* Extract *
═══

Over on The Faculty Lounge and Prawfsblawg there is an emerging kerfuffle over whether it breaks any laws, or leads to any liability, for a blog operator to disclose the email addresses or IP address of people that post comments there. The whole debate is somewhat ridiculously wrapped up in a brouhaha that it’s not worth going into, and involves Paul Campos, Brian Leiter, Leiter’s co-blogger Dan Filler, The Faculty Lounge (where Filler also posts), the whole Law-School-Is-a-Scam movement, anonymous trolls, and who knows what else. Suffice it to say it is reaching kerfuffled heights of kerfuffledness. I’m just interested in the legal question as an Internet Law issue. If you really must know more, you can follow the links in wrap-up posts on Volokh Conspiracy and Above the Law.
(Aside: The whole thing reminds me of a lawsuit between neighbors. Some dispute arises between the two — maybe one doesn’t keep his or her grass cut short enough. Pretty soon the neighbors come to hate each other, and seek to express that hate in legal claims over every perceived infraction dating years back, no matter how tenuous the relation of those claims is to any facts. Before you know it, they’ve got dueling civil RICO lawsuits against each other, and they are telling their lawyers, “it’s the principle of the matter!” I tell my students they should see dollar signs when they hear that phrase, at least if they are billing by the hour, but other attorneys have told me what they hear is, “Run away!“)
Let’s start with a hypothetical, in order to avoid the need for any hyper-ventilated speculation. A runs a blog on which B comments, providing an email address that is not displayed with the comment, which A then provides to third party C. Is A liable for anything?
One point worth noting right away is that, unless you add more facts to the hypo, there’s nothing in it that would hinge liability on whether the disclosure is to one person or 1,000 people. So what people are suggesting is some legal provision that would prohibit a blog operator from posting on the site, “Dear ObstreperousMan, using email address email@example.com and posting from IP address 22.214.171.124, I’m sick of your rude and abusive comments, and you are not welcome here any more.” Is there something in the law that would prohibit such behavior or subject the blog operator to liability?

═══

* Directive 1 *
List every blog or website that the blog post names.
* Directive 2 *
Answer these questions from the blog post:
(a) In the aside about neighbors, what example of a dispute is offered?
(b) In the hypothetical, what does B provide that isn't displayed with the comment?
(c) What name does the sample message to a commenter use?
The rows are separate material, unrelated to the blog post.

═══

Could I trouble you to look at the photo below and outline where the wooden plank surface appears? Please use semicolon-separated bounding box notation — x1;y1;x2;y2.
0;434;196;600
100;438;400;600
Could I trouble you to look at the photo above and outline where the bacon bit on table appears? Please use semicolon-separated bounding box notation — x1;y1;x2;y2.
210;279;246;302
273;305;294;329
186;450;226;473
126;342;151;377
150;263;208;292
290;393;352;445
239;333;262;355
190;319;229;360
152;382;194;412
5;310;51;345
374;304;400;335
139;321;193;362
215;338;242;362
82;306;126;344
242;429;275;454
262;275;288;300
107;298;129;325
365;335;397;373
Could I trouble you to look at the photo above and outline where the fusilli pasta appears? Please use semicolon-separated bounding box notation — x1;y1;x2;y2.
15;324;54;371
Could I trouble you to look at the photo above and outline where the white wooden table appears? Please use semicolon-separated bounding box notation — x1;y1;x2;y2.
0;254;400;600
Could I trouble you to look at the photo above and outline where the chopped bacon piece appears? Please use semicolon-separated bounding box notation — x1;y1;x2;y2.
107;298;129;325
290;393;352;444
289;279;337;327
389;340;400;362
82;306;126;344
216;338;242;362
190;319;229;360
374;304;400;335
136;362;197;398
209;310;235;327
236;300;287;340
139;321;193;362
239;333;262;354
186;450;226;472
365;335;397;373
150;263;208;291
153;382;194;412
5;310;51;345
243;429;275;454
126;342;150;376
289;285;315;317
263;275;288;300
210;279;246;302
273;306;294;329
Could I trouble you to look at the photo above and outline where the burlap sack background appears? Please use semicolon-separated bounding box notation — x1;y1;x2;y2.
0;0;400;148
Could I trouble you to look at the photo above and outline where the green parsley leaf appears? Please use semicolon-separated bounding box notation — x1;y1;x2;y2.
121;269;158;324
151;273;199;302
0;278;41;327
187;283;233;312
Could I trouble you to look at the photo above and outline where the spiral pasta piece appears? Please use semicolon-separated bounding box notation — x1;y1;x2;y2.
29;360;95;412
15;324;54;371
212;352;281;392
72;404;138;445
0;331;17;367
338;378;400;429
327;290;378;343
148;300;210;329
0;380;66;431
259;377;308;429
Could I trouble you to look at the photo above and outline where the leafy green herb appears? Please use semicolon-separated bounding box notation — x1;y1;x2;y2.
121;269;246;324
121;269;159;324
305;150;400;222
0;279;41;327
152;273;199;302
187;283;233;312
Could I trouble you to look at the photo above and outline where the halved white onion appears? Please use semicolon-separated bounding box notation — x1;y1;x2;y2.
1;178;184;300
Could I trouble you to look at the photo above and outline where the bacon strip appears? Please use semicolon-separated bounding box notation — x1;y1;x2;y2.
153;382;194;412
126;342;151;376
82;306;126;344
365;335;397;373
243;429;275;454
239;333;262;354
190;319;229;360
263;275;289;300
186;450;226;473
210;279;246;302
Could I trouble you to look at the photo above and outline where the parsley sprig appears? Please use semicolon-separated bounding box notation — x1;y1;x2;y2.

═══

* Complete answer 1 *
The Faculty Lounge
Prawfsblawg
Volokh Conspiracy
Above the Law

* Complete answer 2 *
(a) One neighbor doesn't keep his or her grass cut short enough.
(b) An email address.
(c) ObstreperousMan.